• **Texte fourni**:
Choisir l'exemple prolifique du Burundi comme cas pratique
pour analyser l'opérationnalité concrète du journalisme de
paix a permis de mettre en lumière toute la complexité de son
application sur le terrain. Les différents types d'acteurs peuvent
être nombreux, les types de productions également, les motivations
pour mobiliser le concept du journalisme de paix aussi. De même, les
attitudes varient selon l'époque et le degré de tension du
pays.
L'utilisation des médias dans le but de promouvoir la
paix est, somme toute, louable. Ne nous voilons pas la face : aucun journaliste
ne peut réaliser cet exploit qui consiste, lorsqu'il entre dans la salle
de rédaction, à mettre entièrement de côté
toutes ses expériences passées, ses déceptions ou ses
espoirs, ses idéaux religieux ou politiques. Le processus de
sélection de l'information lui-même résulte en quelque
sorte d'une prise de parti. Alors, quitte à prendre parti, autant le
faire en faveur d'une paix durable, en promouvant le dialogue ou en offrant aux
récepteurs de l'information toutes les clés pour qu'ils
comprennent réellement les tenants et aboutissants d'un fait de
société.
Quoiqu'il en soit, si le principe est beau, reste à
l'utiliser en toute conscience des problèmes qu'il peut engendrer.
Lorsqu'un organisme s'implante dans un pays en conflit et utilise les
médias comme vecteur de sortie de crise, il est légitime de
mettre sur pied des projets à court terme, tels des studios de
production ou une politique de concession d'émission. Mais une fois
l'urgence passée, il est primordial de penser le plus rapidement
possible à convertir la structure mise en place afin qu'elle s'inscrive
dans la durée. Au vu de l'exemple du Burundi, une évidence semble
s'imposer : c'est avant tout le problème de la pérennisation de
la pratique du journalisme de paix qu'il faut garder à l'esprit lorsque
l'on implante un média « pour la paix » ou que l'on
crée des partenariats dans ce sens avec des médias
déjà existants.
Nous conclurons ce travail en suggérant quelques
recommandations qui s'imposent une fois passé le plus fort de la
crise.
L'exemple de la RDC et de la radio Okapi est frappant : une
énorme structure radiophonique est mise sur pied, adoptant
d'emblée l'ampleur d'un média national. Pourtant, cette radio
risque de disparaître certainement avec le retrait de la Monuc, se
faisant l'exemple extrême d'un projet non pérennisé. Qui
aura les moyens dans le contexte congolais de financer une radio dont les
coûts de fonctionnement annuels s'élèvent à 8
millions de dollars ?

• **Exercices**:
**1.** Présentez sous forme de liste le paragraphe du texte sur le journalisme de paix qui commence par « L'utilisation des médias dans le but », en conservant ses idées principales.
**2.** Dans le texte sur le journalisme de paix, recopiez le passage commençant par « L'exemple de la » et se terminant par « de dollars ? », en substituant « révélateur » à « frappant ».
**3.** Traduisez en anglais cette phrase du texte sur le journalisme de paix : « Le processus de sélection de l'information lui-même résulte en quelque sorte d'une prise de parti. »
Appuyez-vous uniquement sur le texte sur le journalisme de paix.

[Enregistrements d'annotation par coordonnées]

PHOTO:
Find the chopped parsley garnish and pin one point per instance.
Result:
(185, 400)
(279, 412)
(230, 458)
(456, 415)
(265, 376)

==

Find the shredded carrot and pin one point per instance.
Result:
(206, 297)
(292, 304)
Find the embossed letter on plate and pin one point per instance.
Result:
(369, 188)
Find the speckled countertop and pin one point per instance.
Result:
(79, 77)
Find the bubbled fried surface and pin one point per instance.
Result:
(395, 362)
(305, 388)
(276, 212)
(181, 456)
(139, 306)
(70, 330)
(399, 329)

• **Solutions par exercice**:
**1.**
- Utiliser les médias pour promouvoir la paix est louable.
- En entrant dans la salle de rédaction, aucun journaliste ne peut mettre entièrement de côté ses expériences passées, ses déceptions, ses espoirs ni ses idéaux religieux ou politiques.
- La sélection de l'information résulte déjà, en quelque sorte, d'une prise de parti.
- Quitte à prendre parti, autant le faire pour une paix durable. Cela passe par la promotion du dialogue ou par le fait de donner aux récepteurs toutes les clés pour comprendre les tenants et aboutissants d'un fait de société.

**2.**
L'exemple de la RDC et de la radio Okapi est révélateur : une
énorme structure radiophonique est mise sur pied, adoptant
d'emblée l'ampleur d'un média national. Pourtant, cette radio
risque de disparaître certainement avec le retrait de la Monuc, se
faisant l'exemple extrême d'un projet non pérennisé. Qui
aura les moyens dans le contexte congolais de financer une radio dont les
coûts de fonctionnement annuels s'élèvent à 8
millions de dollars ?

**3.** The process of selecting information itself results, in a way, from taking sides.